**DIE AUFGABE**
Setze die Geschichte über die gesuchten T-Shirts und den Fund im Heizungskeller nach ihrem letzten Satz fort.

**TEXTABSCHNITT**
┄┄┄┄┄┄
Wo im Himmel haben die Kinder bloß wieder die T-Shirts versteckt ?

Ach ja, vielleicht sollte ich uns kurz vorstellen ?

Mein Name ist Alexandra, 36 Jahre alt. Zu meiner Familie gehören mein Mann Jürgen und unsere drei Kinder Christopher (15 J.), Vanessa (13 J.) und Gillian (10 J.). Wir sind ein recht chaotischer Haufen und wie es sich für Chaoten gehört, gibt es hier immer wieder Überraschungen.

Wie auch an jenem Sonntag, an dem ich die T-Shirts suchte.

Hm, dachte ich mir… vielleicht sind die Shirts ja noch im Trockenraum?
Mit dem Kellerschlüssel bewaffnet, begab ich mich also in den Keller. Wäre ja nicht ungewöhnlich, wenn die Kinder mal wieder vergessen hätten, die Wäsche nach oben zu bringen.

Nix. Gaaaarnix befindet sich im Trockenraum. Vielleicht haben sie ja den Wäschekorb im benachbarten Fahrradkeller abgestellt ? Sie brauchen sich gar nicht zu wundern. Haarbürsten hatten sich nach mehrstündiger Suche auch schon mal im Kühlschrank wieder gefunden *grummel.

Auch nix. Ok, versuch ich`s mal im Heizungskeller. Geht zwar nie einer rein, aber nun denn…

Stellen sie sich mein Gesicht vor, als ich im besagten Keller folgendes fand:

Einen unserer Teppiche (ausgerollt), darauf stehend ein Telefonschränkchen mit integrierter Sitzbank (dessen Sitzkissen fehlte), ein Schälchen mit irgendetwas Undefinierbarem, Wasserschale (?), Handtücher auf der Fensterbank, dem Boden (na lecker) und über dem Sitzbänkchen.

Natürlich ist keines der Kinder verfügbar, um zu erfahren was dieser Aufbau denn soll.

Ich sammle erstmal die Handtücher ein und finde, oh Wunder, in dem Kasten unter der Sitzbank auch ein schwarzes T-Shirt.

In dem Moment, als ich das Shirt hochnehmen will, wachsen ihm zwei stechend grüne Augen. Schreiend schrecke ich zurück und greife mir an die Brust.

Augen ???

Langsam schleiche ich mich an den Sitz heran und linse vorsichtig über den Rand.

Große, wunderschöne, grüne Augen sehen mich ängstlich an. Katzenaugen.

KATZENAUGEN ???

Herrgott noch mal. Wo sind die Kinder, wenn man sie mal zusammenpfeifen will ?

Hockend stecke ich meine Hand in den Kasten und streichle vorsichtig dieses kleine, schwarze Knäuel Fell. Die Mieze bewegt sich keinen Millimeter, schnurrt aber ganz leise.
┄┄┄┄┄┄
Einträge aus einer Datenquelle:

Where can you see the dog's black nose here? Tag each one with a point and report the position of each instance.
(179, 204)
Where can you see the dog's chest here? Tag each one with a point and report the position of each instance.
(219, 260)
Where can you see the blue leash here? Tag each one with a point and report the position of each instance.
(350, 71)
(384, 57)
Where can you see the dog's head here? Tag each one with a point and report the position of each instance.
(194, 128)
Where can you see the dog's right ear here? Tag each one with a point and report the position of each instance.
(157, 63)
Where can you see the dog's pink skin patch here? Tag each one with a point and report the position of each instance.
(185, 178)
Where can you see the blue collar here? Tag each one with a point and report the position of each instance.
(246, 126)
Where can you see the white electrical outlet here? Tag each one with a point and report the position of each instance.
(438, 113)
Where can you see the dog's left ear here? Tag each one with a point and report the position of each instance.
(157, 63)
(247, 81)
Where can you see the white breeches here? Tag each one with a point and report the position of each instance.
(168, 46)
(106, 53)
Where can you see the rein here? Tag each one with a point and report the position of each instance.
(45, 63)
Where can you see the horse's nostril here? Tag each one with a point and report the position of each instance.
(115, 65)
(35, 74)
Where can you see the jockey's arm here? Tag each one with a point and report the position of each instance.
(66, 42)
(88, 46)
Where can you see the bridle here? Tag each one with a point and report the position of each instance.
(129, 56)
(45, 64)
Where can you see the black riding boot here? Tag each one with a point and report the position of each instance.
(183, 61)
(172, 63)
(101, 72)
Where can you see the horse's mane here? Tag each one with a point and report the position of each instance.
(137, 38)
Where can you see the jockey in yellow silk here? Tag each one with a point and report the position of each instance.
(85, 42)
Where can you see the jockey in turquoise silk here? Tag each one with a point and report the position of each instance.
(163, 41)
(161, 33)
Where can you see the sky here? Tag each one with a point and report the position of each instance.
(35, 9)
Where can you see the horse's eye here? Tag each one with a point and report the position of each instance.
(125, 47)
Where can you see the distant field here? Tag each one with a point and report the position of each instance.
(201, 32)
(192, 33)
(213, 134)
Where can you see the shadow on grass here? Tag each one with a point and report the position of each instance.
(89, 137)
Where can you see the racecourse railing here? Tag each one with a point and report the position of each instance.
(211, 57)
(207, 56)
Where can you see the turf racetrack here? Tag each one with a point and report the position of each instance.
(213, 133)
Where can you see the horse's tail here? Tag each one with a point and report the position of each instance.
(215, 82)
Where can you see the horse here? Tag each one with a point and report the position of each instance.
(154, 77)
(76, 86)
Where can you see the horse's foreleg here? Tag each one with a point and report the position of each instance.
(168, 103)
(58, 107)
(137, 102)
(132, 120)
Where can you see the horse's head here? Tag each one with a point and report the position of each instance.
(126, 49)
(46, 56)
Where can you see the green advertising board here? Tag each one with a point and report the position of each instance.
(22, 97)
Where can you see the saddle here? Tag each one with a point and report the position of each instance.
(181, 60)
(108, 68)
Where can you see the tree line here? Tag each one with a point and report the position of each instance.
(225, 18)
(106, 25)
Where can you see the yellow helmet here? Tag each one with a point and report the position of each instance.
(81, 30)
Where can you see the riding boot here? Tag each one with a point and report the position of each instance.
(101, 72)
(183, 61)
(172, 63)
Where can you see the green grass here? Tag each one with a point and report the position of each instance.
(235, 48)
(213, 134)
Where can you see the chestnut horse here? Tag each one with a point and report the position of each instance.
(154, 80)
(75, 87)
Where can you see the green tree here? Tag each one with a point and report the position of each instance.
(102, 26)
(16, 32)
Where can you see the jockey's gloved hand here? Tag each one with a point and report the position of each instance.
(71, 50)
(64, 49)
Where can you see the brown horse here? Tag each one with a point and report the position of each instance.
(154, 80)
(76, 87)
┄┄┄┄┄┄
**ÜBUNGSERGEBNIS**
Oh, ha. Stopp. Ich muss irre sein. Ich freunde mich doch gerade nicht ernsthaft mit einer Katze an, die meine Kinder in unserem Keller versteckt haben ?

Schnell schließe ich die Türe und eile nach oben. Wild gestikulierend, erzähle ich meinem Mann von unserem Untermieter. Lachend schlägt er mir vor, doch mal die Kinder anzurufen und nachzuhaken. Sicherlich klärt sich alles auf.

Na klar doch .

Knurrend versuche ich meine Kinder an die Strippe zu bekommen, doch nur eines ist erreichbar. Wie immer.

Mein Sohn erklärt mir, er wüsste seit einer Stunde von der Katze. Na toll! Gillian wüsste da mehr, denn es wäre ihr Fund.

Also ab in die Jacke, Gillian suchen. Gillian gefunden und direkt ausgequetscht. Sie erzählte mir die Geschichte der Katze so:

"Mama, die Katze ist eine sie und heißt Mimi. Sie wird am 19.1.07 zwei Jahre alt und ist ne gaaaaaaaaaaaanz arme Maus. Die Familie, wo sie wohnte hat drei Kinder.

Die Kinder haben die Katze immer am Schwanz gezogen, sie geworfen und am Fell gerissen. Die Mutter hat Mimi immer getreten und ganz oft vor die Wand geschlagen. Ich hab das gesehen als ich dort war, um mit den Kindern zu spielen. Die letzten Tage war ich oft da, um denen zu erklären, dass man Tiere so nicht behandelt. Aber die haben nicht gehört.

Die Mutter wollte Mimi einfach auf die Straße vor ein Auto werfen. Also bin ich zu Monas (Gillians Freundin) Mutter. Die hat gesagt, sie nimmt die Katze. So haben Mona und ich sie dort hin gebracht. Eine Woche war sie da, aber dort kann sie nicht bleiben. Die Hündin von Mona, will immer die Mieze anknabbern und die Mimi hat panische Angst. Sie frisst nicht, versteckt sich nur und jammert.

Monas Mama hab ich angelogen und gesagt, Papa und du hättet mir erlaubt Mimi zu nehmen. Mona und ich haben ihr also im Keller ein Zuhause eingerichtet. Mona hat das Futter besorgt und wir gehen seit gestern alle zwei Stunden zu ihr."

Große Augen guckten mich an. Zum zweiten Mal an diesem Tag.

Also das musste ich erstmal verdauen.

Zuhause angekommen, berichtete Gillian Mimis Geschichte mein Mann und auch er sagte erstmal kein Wort. Mein Mann und ich hatten uns geschworen, dass nie wieder etwas mit Fell bei uns wohnen wird. Nie wieder.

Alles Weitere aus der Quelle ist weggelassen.